Task details »
Find every line in the rows below that contains the word "nose", and copy each of those lines.

(Collected data entries)
* * *

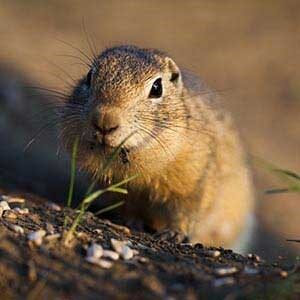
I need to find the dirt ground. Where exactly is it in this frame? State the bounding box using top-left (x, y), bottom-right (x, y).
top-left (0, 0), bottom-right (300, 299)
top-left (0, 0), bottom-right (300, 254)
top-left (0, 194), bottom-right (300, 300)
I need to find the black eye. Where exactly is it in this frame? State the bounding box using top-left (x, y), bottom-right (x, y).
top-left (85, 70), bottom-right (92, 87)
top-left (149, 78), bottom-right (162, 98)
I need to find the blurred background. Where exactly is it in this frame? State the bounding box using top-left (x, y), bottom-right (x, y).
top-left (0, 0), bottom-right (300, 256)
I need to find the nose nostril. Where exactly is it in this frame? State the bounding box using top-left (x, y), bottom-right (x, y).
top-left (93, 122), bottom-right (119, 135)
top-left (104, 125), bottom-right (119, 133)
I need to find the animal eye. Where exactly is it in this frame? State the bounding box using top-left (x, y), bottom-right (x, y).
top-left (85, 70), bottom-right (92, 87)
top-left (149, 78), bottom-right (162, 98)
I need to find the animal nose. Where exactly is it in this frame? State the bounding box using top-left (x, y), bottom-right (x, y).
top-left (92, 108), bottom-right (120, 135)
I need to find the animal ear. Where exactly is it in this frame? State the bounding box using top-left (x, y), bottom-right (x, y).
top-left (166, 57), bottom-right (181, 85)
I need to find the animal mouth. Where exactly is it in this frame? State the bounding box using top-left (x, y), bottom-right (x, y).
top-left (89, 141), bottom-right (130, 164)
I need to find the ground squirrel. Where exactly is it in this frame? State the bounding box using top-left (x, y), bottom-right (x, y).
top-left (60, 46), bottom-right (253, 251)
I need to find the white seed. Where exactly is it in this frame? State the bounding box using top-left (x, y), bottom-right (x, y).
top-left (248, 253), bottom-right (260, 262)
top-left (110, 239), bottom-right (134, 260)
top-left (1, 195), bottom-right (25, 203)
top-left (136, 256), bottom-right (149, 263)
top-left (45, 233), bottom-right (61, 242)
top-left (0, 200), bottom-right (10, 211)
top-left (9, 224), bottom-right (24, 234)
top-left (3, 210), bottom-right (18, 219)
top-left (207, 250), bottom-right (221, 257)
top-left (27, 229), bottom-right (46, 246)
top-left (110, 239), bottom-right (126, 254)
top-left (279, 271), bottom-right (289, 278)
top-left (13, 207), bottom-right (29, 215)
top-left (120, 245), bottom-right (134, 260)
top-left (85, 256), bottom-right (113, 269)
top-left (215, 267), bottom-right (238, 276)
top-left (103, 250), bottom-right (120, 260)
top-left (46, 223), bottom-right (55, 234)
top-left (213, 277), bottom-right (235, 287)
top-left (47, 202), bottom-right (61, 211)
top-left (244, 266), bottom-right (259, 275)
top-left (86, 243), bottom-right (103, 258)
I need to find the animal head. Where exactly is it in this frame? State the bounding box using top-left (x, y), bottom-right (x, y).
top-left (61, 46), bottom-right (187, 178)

* * *

Reply to the exercise »
I need to find the nose nostril. Where exactly is it in this frame? State the bounding box using top-left (x, y), bottom-right (x, y).
I need to find the animal nose. Where exactly is it in this frame? State the bounding box using top-left (x, y), bottom-right (x, y).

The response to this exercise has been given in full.